**Instruction**
Which lines below contain the word "tall"? Show each of them in full.

**Supplied data**

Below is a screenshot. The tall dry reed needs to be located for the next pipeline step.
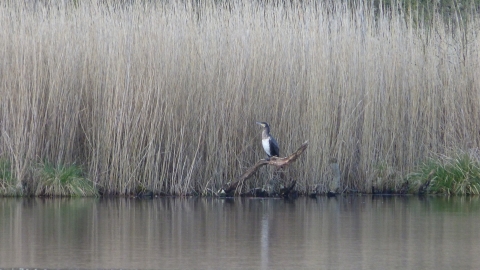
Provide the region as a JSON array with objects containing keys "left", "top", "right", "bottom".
[{"left": 0, "top": 1, "right": 480, "bottom": 194}]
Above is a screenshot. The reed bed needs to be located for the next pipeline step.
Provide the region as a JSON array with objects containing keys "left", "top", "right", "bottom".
[{"left": 0, "top": 1, "right": 480, "bottom": 195}]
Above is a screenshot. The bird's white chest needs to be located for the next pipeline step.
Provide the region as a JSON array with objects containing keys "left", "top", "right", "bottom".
[{"left": 262, "top": 138, "right": 271, "bottom": 156}]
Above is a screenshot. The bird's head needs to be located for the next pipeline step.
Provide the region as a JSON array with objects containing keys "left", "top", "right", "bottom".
[{"left": 257, "top": 122, "right": 269, "bottom": 128}]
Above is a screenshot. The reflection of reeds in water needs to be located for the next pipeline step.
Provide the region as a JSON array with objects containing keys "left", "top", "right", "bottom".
[{"left": 0, "top": 1, "right": 480, "bottom": 194}]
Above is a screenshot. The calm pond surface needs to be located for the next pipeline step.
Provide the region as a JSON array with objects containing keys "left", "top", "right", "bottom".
[{"left": 0, "top": 196, "right": 480, "bottom": 269}]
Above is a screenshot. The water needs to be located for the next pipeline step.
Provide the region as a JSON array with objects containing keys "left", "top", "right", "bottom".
[{"left": 0, "top": 196, "right": 480, "bottom": 269}]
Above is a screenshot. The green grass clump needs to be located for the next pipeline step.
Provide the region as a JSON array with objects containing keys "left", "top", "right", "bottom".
[
  {"left": 409, "top": 154, "right": 480, "bottom": 195},
  {"left": 35, "top": 163, "right": 98, "bottom": 197},
  {"left": 0, "top": 159, "right": 22, "bottom": 196}
]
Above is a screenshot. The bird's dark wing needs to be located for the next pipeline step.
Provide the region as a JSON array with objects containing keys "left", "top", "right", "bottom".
[{"left": 270, "top": 137, "right": 280, "bottom": 157}]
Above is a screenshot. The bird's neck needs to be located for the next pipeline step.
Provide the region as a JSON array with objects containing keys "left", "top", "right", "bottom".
[{"left": 262, "top": 129, "right": 270, "bottom": 139}]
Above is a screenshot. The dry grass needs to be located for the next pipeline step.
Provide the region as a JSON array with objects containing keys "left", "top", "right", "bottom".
[{"left": 0, "top": 1, "right": 480, "bottom": 194}]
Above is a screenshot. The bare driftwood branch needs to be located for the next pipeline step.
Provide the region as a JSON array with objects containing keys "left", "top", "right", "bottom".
[{"left": 223, "top": 142, "right": 308, "bottom": 194}]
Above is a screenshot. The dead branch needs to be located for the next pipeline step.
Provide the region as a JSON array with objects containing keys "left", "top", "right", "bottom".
[{"left": 223, "top": 142, "right": 308, "bottom": 194}]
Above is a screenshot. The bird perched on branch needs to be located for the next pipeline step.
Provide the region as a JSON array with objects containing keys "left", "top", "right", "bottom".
[{"left": 257, "top": 122, "right": 279, "bottom": 160}]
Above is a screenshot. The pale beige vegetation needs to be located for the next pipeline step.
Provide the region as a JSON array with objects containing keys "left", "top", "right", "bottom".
[{"left": 0, "top": 1, "right": 480, "bottom": 194}]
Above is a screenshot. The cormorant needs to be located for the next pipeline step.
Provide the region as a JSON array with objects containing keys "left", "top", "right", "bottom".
[{"left": 257, "top": 122, "right": 279, "bottom": 160}]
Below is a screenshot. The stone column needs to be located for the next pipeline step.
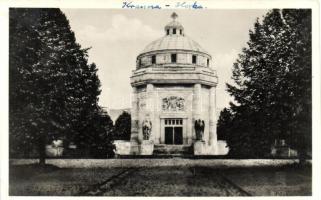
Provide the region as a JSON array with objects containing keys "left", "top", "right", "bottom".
[
  {"left": 130, "top": 87, "right": 138, "bottom": 143},
  {"left": 143, "top": 83, "right": 155, "bottom": 140},
  {"left": 192, "top": 83, "right": 202, "bottom": 139},
  {"left": 208, "top": 87, "right": 217, "bottom": 145}
]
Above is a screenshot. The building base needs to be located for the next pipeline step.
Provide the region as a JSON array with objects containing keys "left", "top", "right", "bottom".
[{"left": 114, "top": 140, "right": 229, "bottom": 156}]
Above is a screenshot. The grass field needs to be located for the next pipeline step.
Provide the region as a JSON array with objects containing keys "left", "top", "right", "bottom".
[{"left": 9, "top": 160, "right": 312, "bottom": 196}]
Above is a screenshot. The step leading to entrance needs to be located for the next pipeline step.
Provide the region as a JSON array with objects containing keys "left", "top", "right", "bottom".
[{"left": 153, "top": 144, "right": 193, "bottom": 156}]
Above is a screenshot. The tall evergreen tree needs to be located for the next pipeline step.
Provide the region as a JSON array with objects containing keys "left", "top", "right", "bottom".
[
  {"left": 9, "top": 8, "right": 106, "bottom": 164},
  {"left": 220, "top": 9, "right": 311, "bottom": 159}
]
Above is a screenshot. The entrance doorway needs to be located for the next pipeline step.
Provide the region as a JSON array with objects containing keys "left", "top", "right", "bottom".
[{"left": 164, "top": 119, "right": 183, "bottom": 145}]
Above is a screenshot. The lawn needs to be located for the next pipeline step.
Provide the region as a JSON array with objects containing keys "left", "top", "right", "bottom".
[
  {"left": 9, "top": 164, "right": 122, "bottom": 196},
  {"left": 9, "top": 159, "right": 312, "bottom": 196}
]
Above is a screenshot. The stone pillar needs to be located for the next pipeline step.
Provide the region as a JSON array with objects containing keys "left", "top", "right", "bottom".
[
  {"left": 208, "top": 87, "right": 217, "bottom": 145},
  {"left": 130, "top": 87, "right": 138, "bottom": 143},
  {"left": 143, "top": 83, "right": 155, "bottom": 140},
  {"left": 192, "top": 83, "right": 202, "bottom": 139}
]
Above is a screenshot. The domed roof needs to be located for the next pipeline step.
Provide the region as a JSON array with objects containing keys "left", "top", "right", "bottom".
[
  {"left": 165, "top": 21, "right": 184, "bottom": 30},
  {"left": 141, "top": 35, "right": 208, "bottom": 54},
  {"left": 140, "top": 12, "right": 209, "bottom": 55}
]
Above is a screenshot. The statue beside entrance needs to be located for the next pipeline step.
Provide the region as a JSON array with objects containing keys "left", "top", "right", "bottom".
[
  {"left": 143, "top": 119, "right": 152, "bottom": 140},
  {"left": 194, "top": 119, "right": 205, "bottom": 141}
]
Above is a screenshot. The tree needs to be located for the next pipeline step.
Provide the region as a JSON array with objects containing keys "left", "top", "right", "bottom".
[
  {"left": 219, "top": 9, "right": 311, "bottom": 157},
  {"left": 114, "top": 111, "right": 131, "bottom": 140},
  {"left": 9, "top": 8, "right": 104, "bottom": 164}
]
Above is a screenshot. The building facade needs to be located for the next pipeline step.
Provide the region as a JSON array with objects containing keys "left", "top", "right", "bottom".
[{"left": 116, "top": 13, "right": 226, "bottom": 155}]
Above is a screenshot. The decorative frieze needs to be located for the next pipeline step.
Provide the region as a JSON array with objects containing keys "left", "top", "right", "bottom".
[{"left": 162, "top": 96, "right": 185, "bottom": 111}]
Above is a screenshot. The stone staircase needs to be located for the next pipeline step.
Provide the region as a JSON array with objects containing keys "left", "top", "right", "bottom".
[{"left": 153, "top": 144, "right": 193, "bottom": 157}]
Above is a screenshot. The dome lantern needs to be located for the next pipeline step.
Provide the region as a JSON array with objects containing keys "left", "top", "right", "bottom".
[{"left": 165, "top": 12, "right": 184, "bottom": 36}]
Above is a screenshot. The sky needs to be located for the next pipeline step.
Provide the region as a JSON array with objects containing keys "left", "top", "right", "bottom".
[{"left": 62, "top": 9, "right": 267, "bottom": 109}]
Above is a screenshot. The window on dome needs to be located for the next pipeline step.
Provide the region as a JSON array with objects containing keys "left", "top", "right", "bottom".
[
  {"left": 152, "top": 55, "right": 156, "bottom": 64},
  {"left": 138, "top": 59, "right": 142, "bottom": 68},
  {"left": 192, "top": 55, "right": 197, "bottom": 64},
  {"left": 171, "top": 54, "right": 176, "bottom": 63}
]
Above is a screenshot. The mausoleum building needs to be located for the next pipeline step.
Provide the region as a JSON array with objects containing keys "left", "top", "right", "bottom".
[{"left": 116, "top": 13, "right": 228, "bottom": 155}]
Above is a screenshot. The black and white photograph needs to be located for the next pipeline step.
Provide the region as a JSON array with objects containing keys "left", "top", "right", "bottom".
[{"left": 1, "top": 1, "right": 320, "bottom": 198}]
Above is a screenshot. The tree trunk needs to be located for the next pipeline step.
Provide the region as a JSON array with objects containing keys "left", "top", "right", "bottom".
[{"left": 38, "top": 133, "right": 46, "bottom": 166}]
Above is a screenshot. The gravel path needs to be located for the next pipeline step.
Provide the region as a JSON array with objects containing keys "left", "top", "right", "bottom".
[{"left": 10, "top": 158, "right": 304, "bottom": 168}]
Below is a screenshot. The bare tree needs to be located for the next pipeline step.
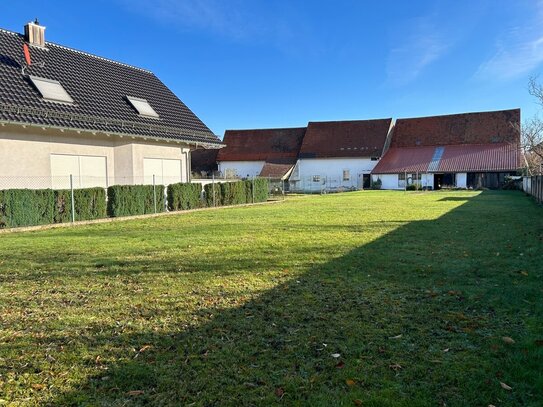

**Worked solution**
Below is a screenshot. The tall dry reed needs to be located for the next pipeline step.
Above is a screenshot. The tall evergreen tree needs to be located for the next pipeline step.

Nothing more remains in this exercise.